DO THIS: Can you convert the stretch from the line containing "of the windowsill" through the end of the lines, both included, into a two-column CSV with the columns text and answer, one row per entry? Put each value in a single quoted field, with line breaks replaced by spaces.
[Begin ENTRIES]
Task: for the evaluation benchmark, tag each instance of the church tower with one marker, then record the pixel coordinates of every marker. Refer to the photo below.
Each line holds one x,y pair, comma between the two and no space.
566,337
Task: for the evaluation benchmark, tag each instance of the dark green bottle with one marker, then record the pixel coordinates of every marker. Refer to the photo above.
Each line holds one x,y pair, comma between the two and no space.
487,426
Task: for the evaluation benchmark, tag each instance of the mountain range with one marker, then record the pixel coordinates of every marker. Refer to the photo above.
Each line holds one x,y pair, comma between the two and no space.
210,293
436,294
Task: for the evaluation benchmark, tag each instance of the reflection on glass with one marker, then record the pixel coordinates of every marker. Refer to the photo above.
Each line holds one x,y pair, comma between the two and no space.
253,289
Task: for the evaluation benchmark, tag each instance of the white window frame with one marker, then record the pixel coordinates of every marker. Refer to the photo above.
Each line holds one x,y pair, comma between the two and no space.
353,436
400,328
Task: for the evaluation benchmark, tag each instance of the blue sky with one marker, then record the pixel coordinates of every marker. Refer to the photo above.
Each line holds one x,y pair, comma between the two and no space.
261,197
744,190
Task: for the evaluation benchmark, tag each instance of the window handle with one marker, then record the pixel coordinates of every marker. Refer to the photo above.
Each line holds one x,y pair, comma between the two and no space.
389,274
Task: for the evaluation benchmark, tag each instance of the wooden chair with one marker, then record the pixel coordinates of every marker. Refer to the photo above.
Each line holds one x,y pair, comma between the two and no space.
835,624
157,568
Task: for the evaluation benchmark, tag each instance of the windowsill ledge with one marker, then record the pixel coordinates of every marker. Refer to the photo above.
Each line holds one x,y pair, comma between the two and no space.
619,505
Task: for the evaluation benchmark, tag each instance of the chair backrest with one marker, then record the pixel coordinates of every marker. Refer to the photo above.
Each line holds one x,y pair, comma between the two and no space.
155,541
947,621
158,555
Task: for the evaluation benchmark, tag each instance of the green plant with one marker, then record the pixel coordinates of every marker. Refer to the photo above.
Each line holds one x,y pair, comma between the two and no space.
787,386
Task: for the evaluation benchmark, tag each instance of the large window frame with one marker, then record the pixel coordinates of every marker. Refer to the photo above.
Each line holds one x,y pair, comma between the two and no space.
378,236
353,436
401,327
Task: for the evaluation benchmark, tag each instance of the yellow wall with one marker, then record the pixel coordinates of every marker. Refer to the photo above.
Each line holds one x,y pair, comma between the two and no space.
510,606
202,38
[End ENTRIES]
RESULT:
text,answer
"Task: for the evaluation benchmark, tag each instance of the windowsill ledge with one marker, then record the pixel coordinates of every marker. Refer to the photo above. Each line holds one x,y pair, comma between the two and no space.","619,505"
"Task: for the evaluation benchmark, tag each instance of the chair backrest with one marker, then record the pixel coordinates of every marker. Refer to the photo above. Each line holds one x,y pair, comma between the two and no space.","155,541 947,621 158,555"
"Task: for the evaluation benchmark, tag each instance of the green plant with one marker, then record the pixel coordinates of every marker. Refer to the photo above. Each line holds one x,y pair, comma between the two and no space.","787,386"
"Task: for the evaluation benchmark, tag each instance of the large window frame with one marker, then record the pixel coordinates of every marker. Refer to the photo above. Each line holds one x,y pair, comma between the two and no space.","378,236 353,436 401,327"
"Task: for the evaluation benchmark, tag each instance of the yellow wall with one marker, then record the pixel coordinates of every marker. Refer to the photo above. Each line holds one x,y pair, comma between the two and no space.","510,606 202,38"